Data records:
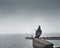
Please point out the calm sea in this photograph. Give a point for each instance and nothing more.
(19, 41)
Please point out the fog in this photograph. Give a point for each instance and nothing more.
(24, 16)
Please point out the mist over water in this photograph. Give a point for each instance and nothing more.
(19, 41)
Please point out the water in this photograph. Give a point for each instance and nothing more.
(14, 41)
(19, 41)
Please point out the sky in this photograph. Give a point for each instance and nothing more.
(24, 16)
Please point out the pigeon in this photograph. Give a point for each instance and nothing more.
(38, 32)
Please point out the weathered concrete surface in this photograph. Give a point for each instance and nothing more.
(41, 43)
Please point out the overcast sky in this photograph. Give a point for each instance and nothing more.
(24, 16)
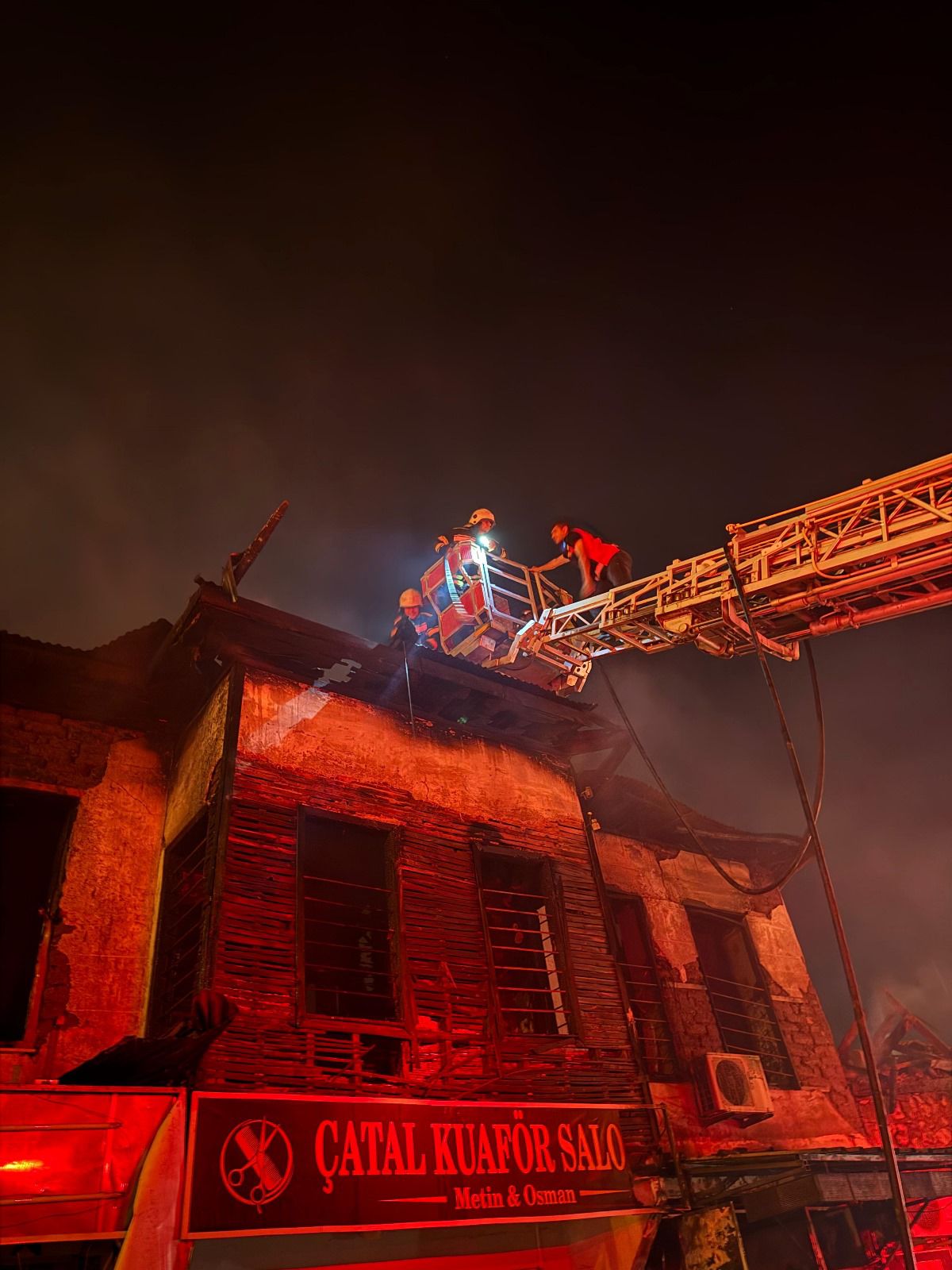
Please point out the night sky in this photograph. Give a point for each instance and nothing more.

Your task: Write out, word for word, everything from the line containing "Please point out the sky" down to the last of the rows. Leave the pictures out.

Answer for the task:
Please point out the sky in this photograph. Give a point for each instance and nothing more.
(24, 16)
Please point out the pigeon in this photograph. Give a point for each instance and nothing more.
(38, 32)
Please point out the weathered concrete surface in this photograph. Give a point for each instance and nothing more.
(41, 43)
Please point out the overcast sky in this photograph. Give a point for each instance and nothing more.
(24, 16)
Please point out the night sky in this photograph. Give a point for each instance and nothing more.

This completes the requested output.